> Explore the material:
a) List the five steps of the pipeline described on the AutoAgent page, in the order given.
b) According to the AutoAgent page, why was GPT-4o selected?
c) Decide whether each statement agrees with the AutoAgent page: (i) The project won first place at the University Hackathon. (ii) Heuristics are used for language detection and file finding. (iii) The Executor Agent synthesizes the demo script.

> Extract provided:
AutoAgent | Ahmed

Concept & Achievement

Scientific reproducibility is a major issue. AutoAgent is an experimental framework that uses Large Language Models (LLMs) to "read" a GitHub repository, identify the entry points, configure the environment (Docker/Conda), and execute the code automatically.

🏆 Awarded 2nd Place at the University Hackathon. The project was subsequently selected by the university for continued development.

⚠️ Status Update: The live instance is currently under development. The project previously relied on a University-provided API which has since been revoked. We are working on a new deployment.

Demo Run

Pipeline Architecture

The autonomous pipeline follows a strict 5-step process to ensure reliable execution:

Link Extraction: Identifies potential GitHub repositories from the input (PDF/Text).
Validation & Cloning: Verifies the repository's validity and clones it into a sandboxed environment.
Deep Analysis: The "Scanner Agent" traverses the file tree to understand the codebase structure.
Demo Generation: The "Architect Agent" synthesizes a demo script based on found entry points.
Execution: The "Executor Agent" runs the demo and captures the output (plots, logs).

Engineering Strategy

We rigorously benchmarked Groq (too many hallucinations), Gemini 2.5 (good, but struggled with validation), and GPT-4o. GPT-4o was selected for its superior adherence to complex instructions.

To maximize reliability (Average Score: 7/10), we adopted a Hybrid Strategy:

Heuristics: Used for deterministic tasks like language detection and file finding.
LLMs: Deployed only for complex reasoning tasks (e.g., generating config files or summarizing logic) when heuristics fail.

Evaluation System

We developed a custom scoring algorithm (0-10) to grade each run:

Binary Checks (+5pts): Syntax, Exit Codes, Execution Time (< 70s avg), and Error streams.
LLM Judge (+5pts): A separate agent evaluates the output for Clarity, Completeness, and Relevance.

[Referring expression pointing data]
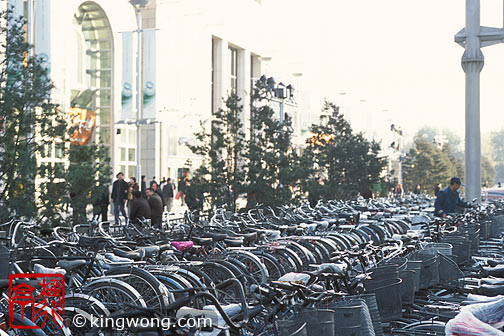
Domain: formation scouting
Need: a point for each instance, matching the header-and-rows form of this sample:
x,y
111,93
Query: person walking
x,y
315,193
119,196
157,190
168,190
156,207
182,185
448,199
101,205
417,190
153,181
143,183
140,208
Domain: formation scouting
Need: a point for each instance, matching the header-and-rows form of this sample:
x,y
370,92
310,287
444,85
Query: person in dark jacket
x,y
101,204
140,208
156,189
448,199
156,206
315,193
143,188
168,189
119,196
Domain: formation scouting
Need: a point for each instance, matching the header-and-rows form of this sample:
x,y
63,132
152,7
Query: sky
x,y
393,60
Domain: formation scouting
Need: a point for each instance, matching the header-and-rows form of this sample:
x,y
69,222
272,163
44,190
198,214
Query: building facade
x,y
203,50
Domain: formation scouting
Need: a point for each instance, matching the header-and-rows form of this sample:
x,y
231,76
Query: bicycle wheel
x,y
154,293
114,293
257,269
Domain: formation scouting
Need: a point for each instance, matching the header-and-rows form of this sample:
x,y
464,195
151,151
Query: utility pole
x,y
474,37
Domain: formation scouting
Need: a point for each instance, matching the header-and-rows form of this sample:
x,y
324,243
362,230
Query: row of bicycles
x,y
379,267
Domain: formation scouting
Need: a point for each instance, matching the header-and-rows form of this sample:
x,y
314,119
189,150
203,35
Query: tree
x,y
222,173
30,123
349,162
273,164
427,165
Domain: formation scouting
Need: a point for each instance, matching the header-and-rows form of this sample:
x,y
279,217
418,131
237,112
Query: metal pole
x,y
281,110
472,63
138,91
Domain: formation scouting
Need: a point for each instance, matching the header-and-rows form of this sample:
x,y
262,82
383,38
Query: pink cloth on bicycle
x,y
182,246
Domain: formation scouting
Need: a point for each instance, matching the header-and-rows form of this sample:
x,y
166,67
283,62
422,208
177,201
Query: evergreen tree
x,y
30,123
273,164
222,173
349,162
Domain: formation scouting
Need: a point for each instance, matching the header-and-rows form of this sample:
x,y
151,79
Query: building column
x,y
472,63
244,86
222,70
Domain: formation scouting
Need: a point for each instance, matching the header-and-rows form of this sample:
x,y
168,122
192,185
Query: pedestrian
x,y
101,204
162,183
182,185
119,196
158,191
315,192
448,199
153,181
367,193
140,208
399,192
194,198
417,190
143,185
156,207
168,190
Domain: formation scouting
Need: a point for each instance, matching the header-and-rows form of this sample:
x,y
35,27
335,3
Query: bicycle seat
x,y
69,265
215,236
233,242
491,281
164,247
92,241
202,241
135,255
247,237
4,283
37,268
150,250
182,246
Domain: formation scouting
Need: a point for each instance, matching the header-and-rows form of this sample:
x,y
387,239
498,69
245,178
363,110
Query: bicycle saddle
x,y
69,265
233,242
215,236
92,241
135,255
202,241
37,268
490,281
182,246
247,237
149,251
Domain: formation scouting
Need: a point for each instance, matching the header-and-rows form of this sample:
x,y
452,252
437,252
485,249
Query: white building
x,y
203,49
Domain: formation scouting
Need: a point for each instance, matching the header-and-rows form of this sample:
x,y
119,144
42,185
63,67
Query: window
x,y
131,171
131,154
234,68
59,150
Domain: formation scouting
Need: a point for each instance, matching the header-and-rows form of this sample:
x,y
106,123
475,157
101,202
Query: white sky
x,y
397,55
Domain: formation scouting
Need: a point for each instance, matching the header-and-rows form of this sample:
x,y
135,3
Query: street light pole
x,y
138,90
139,5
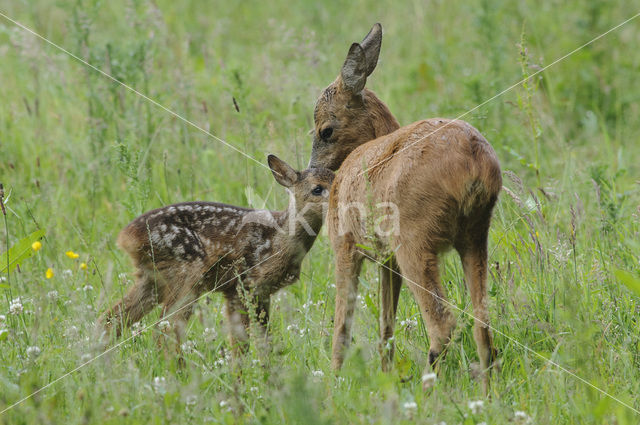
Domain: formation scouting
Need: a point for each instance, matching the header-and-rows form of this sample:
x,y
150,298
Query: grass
x,y
81,156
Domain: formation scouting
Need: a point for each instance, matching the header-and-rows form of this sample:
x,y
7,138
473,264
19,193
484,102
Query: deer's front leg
x,y
347,264
238,321
391,283
262,304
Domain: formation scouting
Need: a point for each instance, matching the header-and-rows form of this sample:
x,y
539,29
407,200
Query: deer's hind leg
x,y
391,282
138,301
420,269
473,253
348,263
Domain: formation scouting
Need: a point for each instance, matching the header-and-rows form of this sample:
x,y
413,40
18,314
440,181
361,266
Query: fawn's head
x,y
346,114
309,189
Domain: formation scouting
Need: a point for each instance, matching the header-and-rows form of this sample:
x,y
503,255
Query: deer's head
x,y
346,114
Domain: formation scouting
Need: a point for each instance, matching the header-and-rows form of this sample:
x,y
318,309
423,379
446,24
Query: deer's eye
x,y
326,133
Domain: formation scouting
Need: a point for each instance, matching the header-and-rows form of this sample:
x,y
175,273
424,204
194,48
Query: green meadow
x,y
81,155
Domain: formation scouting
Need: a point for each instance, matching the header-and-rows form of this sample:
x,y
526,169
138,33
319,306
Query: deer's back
x,y
186,232
435,171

> Answers for the exercise:
a) Link Extraction, Validation & Cloning, Deep Analysis, Demo Generation, Execution

b) It was selected for its superior adherence to complex instructions.

c)
(i) No: "Awarded 2nd Place at the University Hackathon."
(ii) Yes: "Used for deterministic tasks like language detection and file finding."
(iii) No: "The "Architect Agent" synthesizes a demo script based on found entry points."